**EXERCISE REQUIREMENTS**
1. Extract the passage from the profile of Donna Wheeler starting at "She ensures her" and ending at "to this position.".
2. In the profile of Donna Wheeler, render this sentence in Spanish: "She also builds teams to support her quest for relevance."

**QUOTED PASSAGE**
————————

Donna Wheeler IBM UK- ACCA Global


This article was first published in the September 2019 edition of
Accounting and Business magazine.

No one would be surprised to learn that Donna Wheeler FCCA, FD and CFO of IBM’s Global Business Services UK and Ireland, sees the tech behemoth’s finance function as offering the business well-controlled processes. These enable Wheeler and her team to deal with IBM’s complex bespoke deliveries to its global clients.

What may be surprising – especially for non-accountants – is that the approach Wheeler has to maintaining and enhancing these disciplines can be traced back to a small South African accountancy practice, where she worked while a student. ‘I learned so much and found it so interesting,’ she says. ‘The firm gave me a little job, so I would go there during the week after lectures.’

The only aspect of office life that was automated was a Wang machine that she used to input timesheet data. Starting off in a workplace that had no computers, her hands-on financial education began with T-accounts (debits and credits represented graphically on a piece of paper) and sorting out clients’ accounting records – invariably delivered in a cardboard box – to produce the finished financial statements. The way those T-accounts brought forth order out of chaos has never left her.

Eventually, though, she left practice. ‘I was hungry for more responsibility and knowledge, and wanted to be at the coalface,’ she explains. Her younger self had concluded that her work was backward-looking, and she wanted to be part of carving out the future.

However, she is clear that even today she uses those skills she learned early on, overlaid by the high-level technical knowledge of her ACCA Qualification. ‘It does not matter how much you automate or standardise processes,’ she points out. ‘Understanding the debit and credit is absolutely fundamental to any finance professional’s value-add.’

She ensures her own teams, whether ACCA-qualified or not, are well schooled in these fundamentals. ‘I have to understand how IBM’s sophisticated transactions translate into a general ledger input and output,’ she says. ‘A debit is going to end up in an account receivable, and someone is going to have to collect that cash.’

Wheeler’s biggest driver is to add value. IBM Global Business Services is the professional services arm of the business, providing consulting, machine learning and cloud solutions. She sees her main role as being a trusted business adviser. FDs are few and far between, and Wheeler, who took the job in 2017, is proud of having worked her way up to this position.

It’s a commercial and advisory-focused role that involves working closely with the business, helping the general manager and the leadership team understand the risks as they take difficult decisions to turn commercial actions into profit. ‘When I am doing that I feel the most relevant, and I love to bring people with me to do that.’

The troubleshooter

Over the years, troubleshooting and transformation have been her key skills. ‘People ask me to come into their part of IBM, and when I leave they acknowledge I have transformed their business, leaving them in a much better state than when I found them,’ she explains. ‘I bring structure, and I build organisational capability in a controlled fashion. I choose every person in the team for the job that needs to be done.’

She also builds teams to support her quest for relevance. Based across various European finance service centres including the UK business, she describes them as ‘cross-cultural, dynamic and geographically diverse, and commercially aware and well informed about the business’.

————————

**GIVEN ENTRIES**
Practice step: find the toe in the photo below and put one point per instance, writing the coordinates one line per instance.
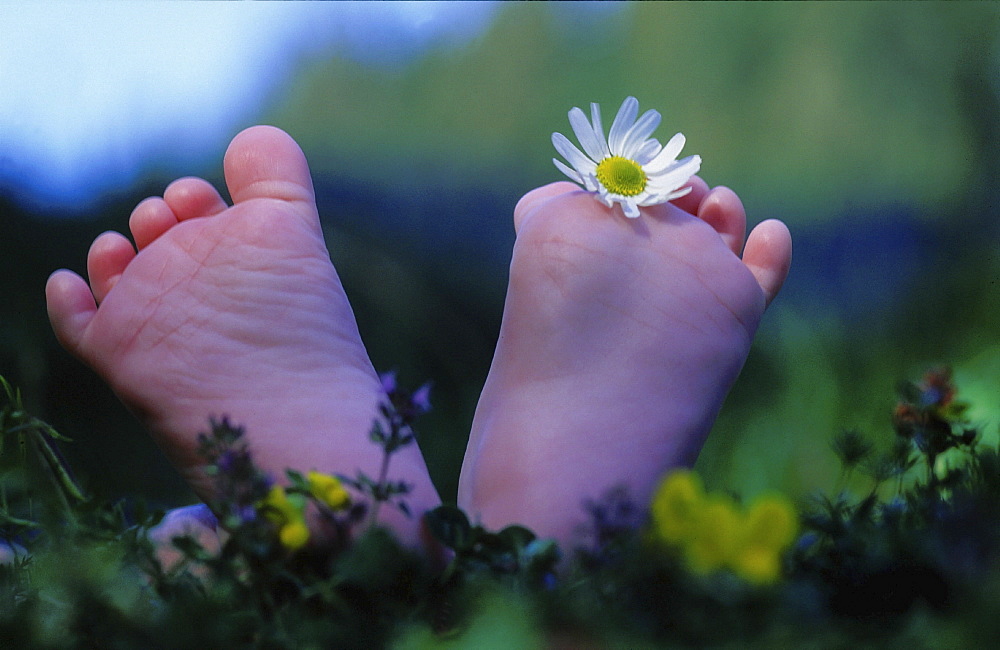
(265, 162)
(538, 196)
(70, 305)
(109, 255)
(724, 211)
(690, 201)
(190, 198)
(768, 255)
(150, 219)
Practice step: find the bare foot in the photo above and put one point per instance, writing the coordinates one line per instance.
(234, 311)
(619, 342)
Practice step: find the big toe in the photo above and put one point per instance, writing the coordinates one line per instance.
(264, 162)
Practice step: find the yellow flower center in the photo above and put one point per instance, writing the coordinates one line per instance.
(621, 176)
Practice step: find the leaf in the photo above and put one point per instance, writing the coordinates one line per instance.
(450, 526)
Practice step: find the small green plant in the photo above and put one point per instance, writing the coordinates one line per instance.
(913, 559)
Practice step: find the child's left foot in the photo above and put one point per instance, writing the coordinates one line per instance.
(619, 342)
(235, 310)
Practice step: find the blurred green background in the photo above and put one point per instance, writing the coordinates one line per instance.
(870, 128)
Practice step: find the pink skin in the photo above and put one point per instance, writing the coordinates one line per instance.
(235, 310)
(619, 342)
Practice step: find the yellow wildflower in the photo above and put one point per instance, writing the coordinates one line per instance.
(328, 490)
(768, 529)
(294, 534)
(287, 516)
(676, 506)
(715, 536)
(712, 532)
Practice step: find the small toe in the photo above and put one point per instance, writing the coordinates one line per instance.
(71, 307)
(109, 255)
(768, 255)
(191, 197)
(537, 196)
(690, 201)
(150, 219)
(723, 210)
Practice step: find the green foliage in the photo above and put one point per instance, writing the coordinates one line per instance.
(913, 559)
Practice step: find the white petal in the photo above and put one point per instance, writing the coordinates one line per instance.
(572, 173)
(585, 134)
(572, 155)
(639, 132)
(667, 155)
(654, 199)
(595, 117)
(674, 177)
(630, 208)
(649, 149)
(623, 122)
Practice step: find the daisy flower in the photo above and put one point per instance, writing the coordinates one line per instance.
(628, 167)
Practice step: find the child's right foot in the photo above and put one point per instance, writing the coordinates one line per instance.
(235, 311)
(619, 342)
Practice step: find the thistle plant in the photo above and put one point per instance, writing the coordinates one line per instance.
(392, 430)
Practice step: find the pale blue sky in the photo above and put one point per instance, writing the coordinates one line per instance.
(91, 92)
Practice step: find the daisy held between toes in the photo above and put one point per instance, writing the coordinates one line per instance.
(628, 167)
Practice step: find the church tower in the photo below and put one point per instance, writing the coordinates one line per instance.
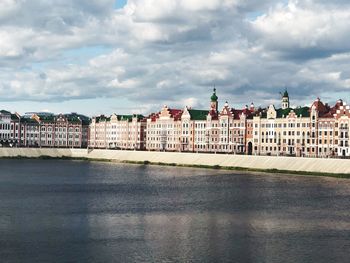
(214, 101)
(285, 100)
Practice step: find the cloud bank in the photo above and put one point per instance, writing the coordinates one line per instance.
(153, 52)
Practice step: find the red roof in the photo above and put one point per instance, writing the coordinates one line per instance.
(175, 113)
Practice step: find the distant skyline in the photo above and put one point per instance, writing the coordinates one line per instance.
(133, 56)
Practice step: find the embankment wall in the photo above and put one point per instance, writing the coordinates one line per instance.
(337, 166)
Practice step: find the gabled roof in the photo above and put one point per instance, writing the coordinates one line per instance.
(175, 113)
(5, 112)
(199, 115)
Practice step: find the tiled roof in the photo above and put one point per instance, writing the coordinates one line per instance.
(175, 113)
(198, 114)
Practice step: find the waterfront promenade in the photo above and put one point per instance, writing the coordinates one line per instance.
(313, 165)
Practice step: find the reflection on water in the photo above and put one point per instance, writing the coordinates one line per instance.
(62, 211)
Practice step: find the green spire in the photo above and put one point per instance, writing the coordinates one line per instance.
(214, 97)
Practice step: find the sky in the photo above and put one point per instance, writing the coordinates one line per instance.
(134, 56)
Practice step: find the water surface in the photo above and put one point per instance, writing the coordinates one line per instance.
(72, 211)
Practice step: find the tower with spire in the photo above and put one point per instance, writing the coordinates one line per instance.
(214, 101)
(285, 100)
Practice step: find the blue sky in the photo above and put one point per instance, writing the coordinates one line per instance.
(105, 56)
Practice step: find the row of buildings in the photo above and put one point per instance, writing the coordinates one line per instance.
(320, 130)
(43, 130)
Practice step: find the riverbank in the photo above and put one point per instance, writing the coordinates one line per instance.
(270, 164)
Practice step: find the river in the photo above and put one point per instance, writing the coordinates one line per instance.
(76, 211)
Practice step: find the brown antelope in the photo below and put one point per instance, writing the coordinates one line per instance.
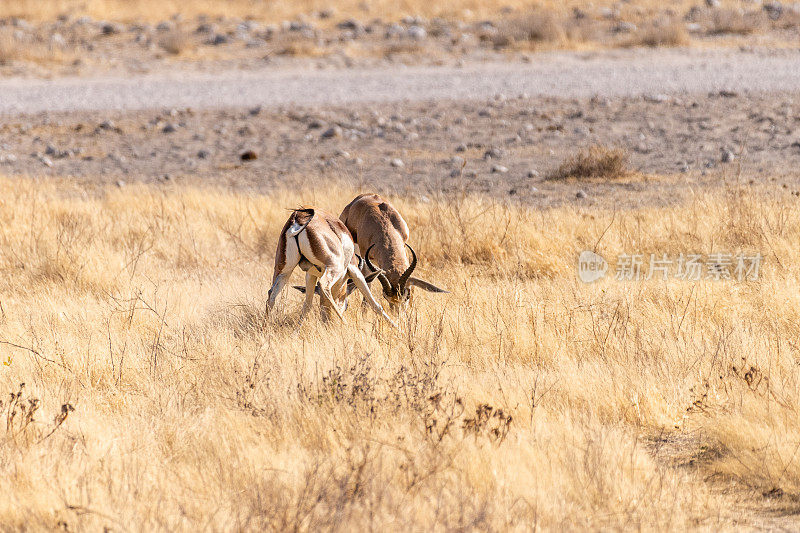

————————

**RESULTS OF THE EXERCISE**
1.
She ensures her own teams, whether ACCA-qualified or not, are well schooled in these fundamentals. ‘I have to understand how IBM’s sophisticated transactions translate into a general ledger input and output,’ she says. ‘A debit is going to end up in an account receivable, and someone is going to have to collect that cash.’

Wheeler’s biggest driver is to add value. IBM Global Business Services is the professional services arm of the business, providing consulting, machine learning and cloud solutions. She sees her main role as being a trusted business adviser. FDs are few and far between, and Wheeler, who took the job in 2017, is proud of having worked her way up to this position.

2. También forma equipos para respaldar su búsqueda de relevancia.